- _Exercise aim_
Copy out the records from the line with "Note to the class: identify the white shorts" through the end of the records, inclusive, keeping every line and the requests unchanged. Multiply each pixel coordinate in the answers by 2 and round to whole numbers, with halves rounded up.

--- --- ---

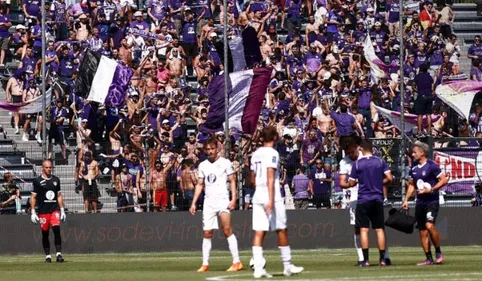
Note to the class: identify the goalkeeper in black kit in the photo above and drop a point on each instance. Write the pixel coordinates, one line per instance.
(46, 197)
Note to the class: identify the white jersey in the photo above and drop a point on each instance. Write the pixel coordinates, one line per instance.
(350, 194)
(215, 177)
(261, 160)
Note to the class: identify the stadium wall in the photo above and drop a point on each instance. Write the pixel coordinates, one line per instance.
(179, 231)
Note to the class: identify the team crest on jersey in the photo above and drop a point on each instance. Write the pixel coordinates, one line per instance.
(211, 178)
(50, 195)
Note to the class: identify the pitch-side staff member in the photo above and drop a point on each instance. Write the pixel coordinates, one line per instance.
(428, 178)
(47, 198)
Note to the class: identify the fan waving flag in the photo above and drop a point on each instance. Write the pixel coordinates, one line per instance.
(410, 119)
(246, 92)
(102, 79)
(459, 95)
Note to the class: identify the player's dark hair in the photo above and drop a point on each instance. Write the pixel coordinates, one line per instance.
(211, 141)
(269, 134)
(366, 145)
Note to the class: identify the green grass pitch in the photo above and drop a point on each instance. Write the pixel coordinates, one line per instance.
(461, 263)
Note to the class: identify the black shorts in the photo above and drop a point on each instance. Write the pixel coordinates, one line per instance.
(423, 105)
(17, 99)
(370, 212)
(90, 192)
(321, 200)
(426, 213)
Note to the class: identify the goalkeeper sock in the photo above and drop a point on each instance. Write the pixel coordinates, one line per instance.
(46, 242)
(233, 248)
(357, 246)
(285, 256)
(206, 250)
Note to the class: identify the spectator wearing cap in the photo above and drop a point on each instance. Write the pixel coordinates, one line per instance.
(58, 113)
(424, 86)
(426, 15)
(392, 15)
(89, 171)
(59, 14)
(475, 119)
(189, 36)
(475, 50)
(31, 8)
(476, 71)
(364, 98)
(82, 27)
(124, 188)
(5, 24)
(293, 11)
(320, 184)
(310, 151)
(300, 185)
(19, 39)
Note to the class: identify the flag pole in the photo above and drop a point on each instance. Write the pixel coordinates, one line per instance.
(402, 100)
(44, 98)
(226, 80)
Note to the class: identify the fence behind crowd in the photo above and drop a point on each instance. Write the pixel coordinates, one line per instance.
(460, 159)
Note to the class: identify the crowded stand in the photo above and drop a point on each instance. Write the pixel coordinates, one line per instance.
(322, 89)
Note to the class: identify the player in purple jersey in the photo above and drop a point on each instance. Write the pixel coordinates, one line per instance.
(371, 174)
(427, 177)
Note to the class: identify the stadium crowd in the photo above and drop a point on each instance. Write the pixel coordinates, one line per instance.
(320, 92)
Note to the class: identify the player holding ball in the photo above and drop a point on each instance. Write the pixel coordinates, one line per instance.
(46, 197)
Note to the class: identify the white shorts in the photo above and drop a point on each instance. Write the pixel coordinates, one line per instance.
(275, 221)
(125, 3)
(211, 211)
(352, 208)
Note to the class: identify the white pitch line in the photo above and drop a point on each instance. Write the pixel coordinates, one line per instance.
(391, 277)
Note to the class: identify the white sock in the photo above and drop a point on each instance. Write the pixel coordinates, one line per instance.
(285, 256)
(257, 257)
(233, 248)
(358, 247)
(206, 250)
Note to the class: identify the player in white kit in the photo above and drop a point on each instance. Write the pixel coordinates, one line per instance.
(213, 174)
(269, 213)
(350, 197)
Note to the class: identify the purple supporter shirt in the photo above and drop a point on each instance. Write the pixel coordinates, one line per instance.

--- --- ---

- _Solution to this task_
Note to the class: identify the white shorts in the photo above and drop a point on each instance. Write the pixel coordinates, one line per instance.
(550, 442)
(250, 6)
(422, 422)
(704, 416)
Note to the class: identify the white pitch line in the photo above and drop a point on each instance. Write the pixel coordinates, one line per instance.
(782, 554)
Note to the class: identify the white sock in the photo above and drop a point on each instance. Write the pixel coordinates, one line per instance.
(570, 512)
(514, 514)
(466, 496)
(716, 494)
(412, 500)
Note to the class: identify the player in white kit in the photo above and drop a point on each instance. Write the pixel coordinates, one line per instance.
(426, 348)
(538, 426)
(700, 394)
Note to the class: identify the purple supporter shirt in the photo above and drop a point on each instance. Write the pixel coordinates, one line per instance.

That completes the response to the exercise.